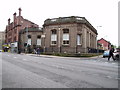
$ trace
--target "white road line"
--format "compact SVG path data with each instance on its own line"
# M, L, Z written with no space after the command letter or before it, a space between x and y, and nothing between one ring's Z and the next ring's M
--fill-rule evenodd
M108 62L105 62L106 64L108 63Z
M27 59L23 59L24 61L27 61Z
M107 78L112 78L111 76L106 76Z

Job: Rewrite the items above as a two-column CSV with the columns "instruction" and "path_data", one row per item. Quote each field, replace line breaks with spaces, and omit the pictures.

Worked solution:
instruction,path_data
"$ trace --target ""white road line"" --format ""compact SVG path data with each instance on its own line"" # M, L, Z written with no space after the command letter or before it, a space between x and y, and nothing between one ring's Z and the next ring's M --fill-rule evenodd","M108 62L105 62L106 64L108 63Z M27 59L23 59L24 61L27 61Z M107 78L112 78L111 76L106 76Z"